**Exercise goal**
Copy everything in the entries below, from the line containing "target: white house" down to the line containing "91L151 96L146 97L50", including both of those lines, without changing any character.

BEGIN

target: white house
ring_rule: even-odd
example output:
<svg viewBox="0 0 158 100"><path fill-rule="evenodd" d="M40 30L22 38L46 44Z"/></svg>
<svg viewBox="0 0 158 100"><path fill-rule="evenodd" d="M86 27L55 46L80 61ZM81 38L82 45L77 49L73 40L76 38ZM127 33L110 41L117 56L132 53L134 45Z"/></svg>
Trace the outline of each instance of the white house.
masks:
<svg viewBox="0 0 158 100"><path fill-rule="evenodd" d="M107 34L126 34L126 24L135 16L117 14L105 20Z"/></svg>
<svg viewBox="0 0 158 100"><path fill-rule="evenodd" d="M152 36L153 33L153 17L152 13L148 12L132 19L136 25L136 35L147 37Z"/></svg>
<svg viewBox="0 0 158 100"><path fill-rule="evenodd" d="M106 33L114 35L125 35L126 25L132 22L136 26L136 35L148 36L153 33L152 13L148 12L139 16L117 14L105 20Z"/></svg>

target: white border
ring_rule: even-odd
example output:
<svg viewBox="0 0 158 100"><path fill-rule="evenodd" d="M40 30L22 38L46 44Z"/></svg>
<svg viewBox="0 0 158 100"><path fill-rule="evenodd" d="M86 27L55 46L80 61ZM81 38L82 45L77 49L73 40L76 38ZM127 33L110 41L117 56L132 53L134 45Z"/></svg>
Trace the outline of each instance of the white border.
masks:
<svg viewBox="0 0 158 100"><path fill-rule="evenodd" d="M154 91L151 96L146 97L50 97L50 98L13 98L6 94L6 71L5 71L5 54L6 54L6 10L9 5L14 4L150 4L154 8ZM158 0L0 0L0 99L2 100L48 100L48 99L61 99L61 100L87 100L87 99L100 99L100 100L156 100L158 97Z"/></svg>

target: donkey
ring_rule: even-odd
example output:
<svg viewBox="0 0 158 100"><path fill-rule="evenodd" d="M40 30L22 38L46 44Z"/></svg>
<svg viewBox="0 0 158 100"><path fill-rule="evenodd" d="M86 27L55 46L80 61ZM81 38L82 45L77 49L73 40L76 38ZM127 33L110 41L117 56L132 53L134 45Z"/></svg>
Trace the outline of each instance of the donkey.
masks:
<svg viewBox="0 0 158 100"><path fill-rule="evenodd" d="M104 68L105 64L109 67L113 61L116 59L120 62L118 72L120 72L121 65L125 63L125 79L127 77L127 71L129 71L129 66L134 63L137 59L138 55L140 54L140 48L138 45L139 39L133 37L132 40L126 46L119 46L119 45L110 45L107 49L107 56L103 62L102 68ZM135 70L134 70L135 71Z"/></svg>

END
BEGIN

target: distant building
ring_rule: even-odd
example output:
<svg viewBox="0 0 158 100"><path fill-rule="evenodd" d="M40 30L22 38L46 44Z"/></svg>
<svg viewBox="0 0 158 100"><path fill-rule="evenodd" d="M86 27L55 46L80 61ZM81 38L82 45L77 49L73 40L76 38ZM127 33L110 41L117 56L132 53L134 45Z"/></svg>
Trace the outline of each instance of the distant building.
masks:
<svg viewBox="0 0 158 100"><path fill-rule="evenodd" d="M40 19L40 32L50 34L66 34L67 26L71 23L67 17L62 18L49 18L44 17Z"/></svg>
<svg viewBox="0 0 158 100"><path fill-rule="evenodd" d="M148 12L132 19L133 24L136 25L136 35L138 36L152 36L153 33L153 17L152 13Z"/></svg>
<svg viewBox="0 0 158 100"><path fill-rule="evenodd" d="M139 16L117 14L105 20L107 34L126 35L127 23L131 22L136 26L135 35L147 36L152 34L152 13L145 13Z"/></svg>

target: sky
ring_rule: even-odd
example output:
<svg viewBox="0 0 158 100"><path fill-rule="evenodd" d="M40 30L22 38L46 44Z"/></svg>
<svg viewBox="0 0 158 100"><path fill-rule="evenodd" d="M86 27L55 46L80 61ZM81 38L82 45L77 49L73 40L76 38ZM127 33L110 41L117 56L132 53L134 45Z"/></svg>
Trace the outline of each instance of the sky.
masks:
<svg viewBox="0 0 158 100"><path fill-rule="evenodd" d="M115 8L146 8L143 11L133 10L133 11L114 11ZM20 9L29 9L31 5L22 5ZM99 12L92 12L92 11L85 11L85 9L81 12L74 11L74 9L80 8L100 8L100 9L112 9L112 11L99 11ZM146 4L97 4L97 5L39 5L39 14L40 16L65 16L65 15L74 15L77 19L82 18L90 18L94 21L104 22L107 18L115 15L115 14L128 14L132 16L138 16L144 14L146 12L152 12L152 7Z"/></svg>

END
BEGIN

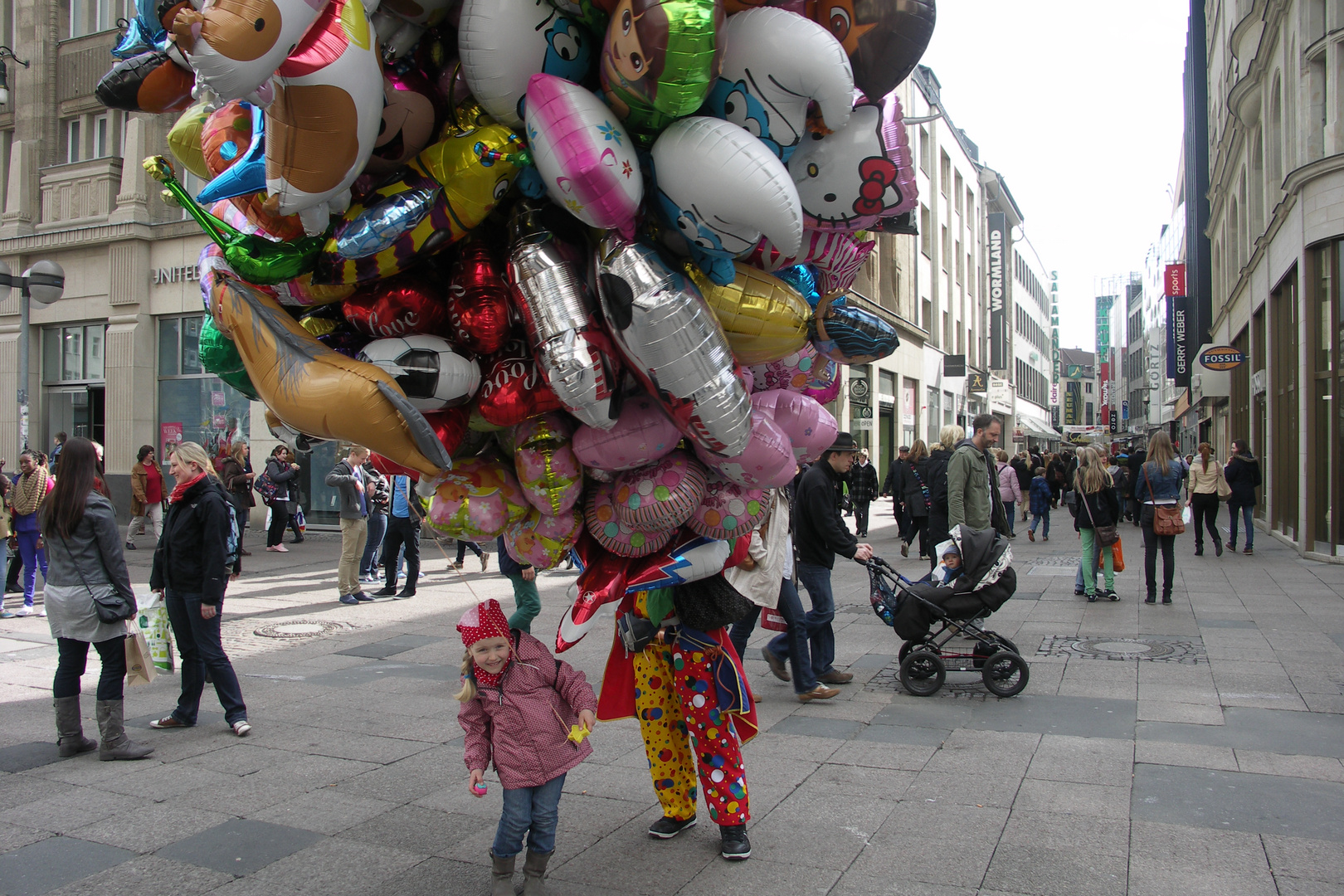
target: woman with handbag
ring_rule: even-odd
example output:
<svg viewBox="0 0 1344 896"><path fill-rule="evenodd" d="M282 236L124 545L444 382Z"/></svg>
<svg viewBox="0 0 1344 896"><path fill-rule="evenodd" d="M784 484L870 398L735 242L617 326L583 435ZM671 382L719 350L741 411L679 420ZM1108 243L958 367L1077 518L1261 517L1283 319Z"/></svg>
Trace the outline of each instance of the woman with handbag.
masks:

END

**Task solution**
target: white house
ring_rule: even-odd
example output:
<svg viewBox="0 0 158 100"><path fill-rule="evenodd" d="M40 30L22 38L46 44Z"/></svg>
<svg viewBox="0 0 158 100"><path fill-rule="evenodd" d="M86 27L55 46L80 61ZM81 38L82 45L77 49L73 40L76 38ZM127 33L110 41L117 56L132 53L134 45Z"/></svg>
Trace the outline of each instance of the white house.
masks:
<svg viewBox="0 0 158 100"><path fill-rule="evenodd" d="M107 34L126 34L126 24L135 16L117 14L105 20Z"/></svg>
<svg viewBox="0 0 158 100"><path fill-rule="evenodd" d="M152 36L153 33L153 17L152 13L148 12L132 19L136 25L136 35L147 37Z"/></svg>
<svg viewBox="0 0 158 100"><path fill-rule="evenodd" d="M106 33L114 35L125 35L126 25L132 22L136 26L136 35L148 36L153 33L152 13L148 12L139 16L117 14L105 20Z"/></svg>

target: white border
ring_rule: even-odd
example output:
<svg viewBox="0 0 158 100"><path fill-rule="evenodd" d="M40 30L22 38L46 44Z"/></svg>
<svg viewBox="0 0 158 100"><path fill-rule="evenodd" d="M86 27L55 46L80 61ZM81 38L82 45L77 49L73 40L76 38ZM127 33L110 41L117 56L132 53L134 45Z"/></svg>
Trace the outline of each instance of the white border.
masks:
<svg viewBox="0 0 158 100"><path fill-rule="evenodd" d="M154 91L151 96L146 97L50 97L50 98L13 98L6 94L6 71L5 71L5 54L6 54L6 10L9 5L14 4L150 4L154 8ZM158 0L0 0L0 99L2 100L48 100L48 99L61 99L61 100L87 100L87 99L100 99L100 100L156 100L158 97Z"/></svg>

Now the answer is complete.